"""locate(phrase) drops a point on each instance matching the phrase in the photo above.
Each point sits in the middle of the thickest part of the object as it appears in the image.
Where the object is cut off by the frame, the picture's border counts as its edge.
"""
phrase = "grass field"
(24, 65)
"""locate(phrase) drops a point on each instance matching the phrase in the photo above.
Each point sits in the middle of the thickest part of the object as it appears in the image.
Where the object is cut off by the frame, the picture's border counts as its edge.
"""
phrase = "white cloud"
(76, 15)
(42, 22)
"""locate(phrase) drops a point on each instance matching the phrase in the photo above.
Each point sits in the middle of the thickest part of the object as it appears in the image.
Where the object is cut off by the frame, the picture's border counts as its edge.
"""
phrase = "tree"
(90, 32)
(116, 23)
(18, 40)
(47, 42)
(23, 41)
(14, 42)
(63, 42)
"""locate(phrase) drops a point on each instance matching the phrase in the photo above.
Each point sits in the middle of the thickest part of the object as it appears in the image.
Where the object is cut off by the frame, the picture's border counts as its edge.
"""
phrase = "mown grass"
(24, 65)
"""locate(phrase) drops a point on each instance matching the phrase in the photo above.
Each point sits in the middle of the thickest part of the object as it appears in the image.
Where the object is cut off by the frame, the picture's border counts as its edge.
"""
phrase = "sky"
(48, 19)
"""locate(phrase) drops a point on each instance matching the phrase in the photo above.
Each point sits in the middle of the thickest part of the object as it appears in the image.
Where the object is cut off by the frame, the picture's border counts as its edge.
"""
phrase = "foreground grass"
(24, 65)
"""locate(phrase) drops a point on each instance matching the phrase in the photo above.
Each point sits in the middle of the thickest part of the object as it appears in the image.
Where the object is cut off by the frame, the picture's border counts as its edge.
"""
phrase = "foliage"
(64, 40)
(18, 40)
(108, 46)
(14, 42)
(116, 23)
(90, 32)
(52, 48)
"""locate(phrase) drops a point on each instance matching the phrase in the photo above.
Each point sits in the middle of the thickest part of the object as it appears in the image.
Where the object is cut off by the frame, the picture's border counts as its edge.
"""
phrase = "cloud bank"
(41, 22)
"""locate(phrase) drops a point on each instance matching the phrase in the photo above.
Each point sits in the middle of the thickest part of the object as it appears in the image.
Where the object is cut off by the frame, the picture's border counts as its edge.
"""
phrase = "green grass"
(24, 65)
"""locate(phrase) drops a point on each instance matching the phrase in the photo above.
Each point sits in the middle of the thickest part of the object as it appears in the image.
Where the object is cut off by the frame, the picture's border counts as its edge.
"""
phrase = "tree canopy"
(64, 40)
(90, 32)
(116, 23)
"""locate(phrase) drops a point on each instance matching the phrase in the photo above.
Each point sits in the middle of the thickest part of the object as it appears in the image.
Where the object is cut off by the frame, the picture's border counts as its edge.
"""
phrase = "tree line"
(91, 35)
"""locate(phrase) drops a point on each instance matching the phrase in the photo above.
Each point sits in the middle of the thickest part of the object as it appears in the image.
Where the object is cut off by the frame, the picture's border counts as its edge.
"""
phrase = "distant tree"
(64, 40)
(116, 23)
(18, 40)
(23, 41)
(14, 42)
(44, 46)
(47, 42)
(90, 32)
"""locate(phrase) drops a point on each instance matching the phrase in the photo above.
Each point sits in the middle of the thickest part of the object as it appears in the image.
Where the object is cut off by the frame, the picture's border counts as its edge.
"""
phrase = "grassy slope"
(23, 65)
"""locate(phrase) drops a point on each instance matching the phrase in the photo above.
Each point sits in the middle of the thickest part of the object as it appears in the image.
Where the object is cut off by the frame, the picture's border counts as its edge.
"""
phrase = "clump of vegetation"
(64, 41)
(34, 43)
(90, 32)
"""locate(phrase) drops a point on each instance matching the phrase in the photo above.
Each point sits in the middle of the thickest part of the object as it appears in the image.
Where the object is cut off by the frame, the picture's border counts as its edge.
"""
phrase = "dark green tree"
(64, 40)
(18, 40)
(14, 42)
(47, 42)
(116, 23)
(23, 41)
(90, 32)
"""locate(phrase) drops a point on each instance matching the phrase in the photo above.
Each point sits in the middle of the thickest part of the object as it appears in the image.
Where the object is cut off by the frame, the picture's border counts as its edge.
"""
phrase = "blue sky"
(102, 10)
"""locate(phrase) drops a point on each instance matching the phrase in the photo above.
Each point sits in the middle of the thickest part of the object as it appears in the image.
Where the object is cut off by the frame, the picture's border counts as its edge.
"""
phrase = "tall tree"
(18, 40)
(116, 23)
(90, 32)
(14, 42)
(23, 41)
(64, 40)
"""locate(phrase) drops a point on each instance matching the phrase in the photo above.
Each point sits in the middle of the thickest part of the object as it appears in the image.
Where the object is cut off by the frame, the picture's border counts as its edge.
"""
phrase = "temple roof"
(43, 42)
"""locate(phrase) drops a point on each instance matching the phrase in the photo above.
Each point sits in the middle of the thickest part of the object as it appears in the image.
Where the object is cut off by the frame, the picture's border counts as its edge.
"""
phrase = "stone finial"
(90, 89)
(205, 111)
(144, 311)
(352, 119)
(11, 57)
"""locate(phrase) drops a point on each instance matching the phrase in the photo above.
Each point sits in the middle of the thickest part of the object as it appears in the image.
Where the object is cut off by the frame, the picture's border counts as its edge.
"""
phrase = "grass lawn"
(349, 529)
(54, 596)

WORK TO COMPLETE:
Report each line in the records above that contains the word "cloud", copying every such line in full.

RESULT OF THIS TASK:
phrase = "white cloud"
phrase = "cloud bank"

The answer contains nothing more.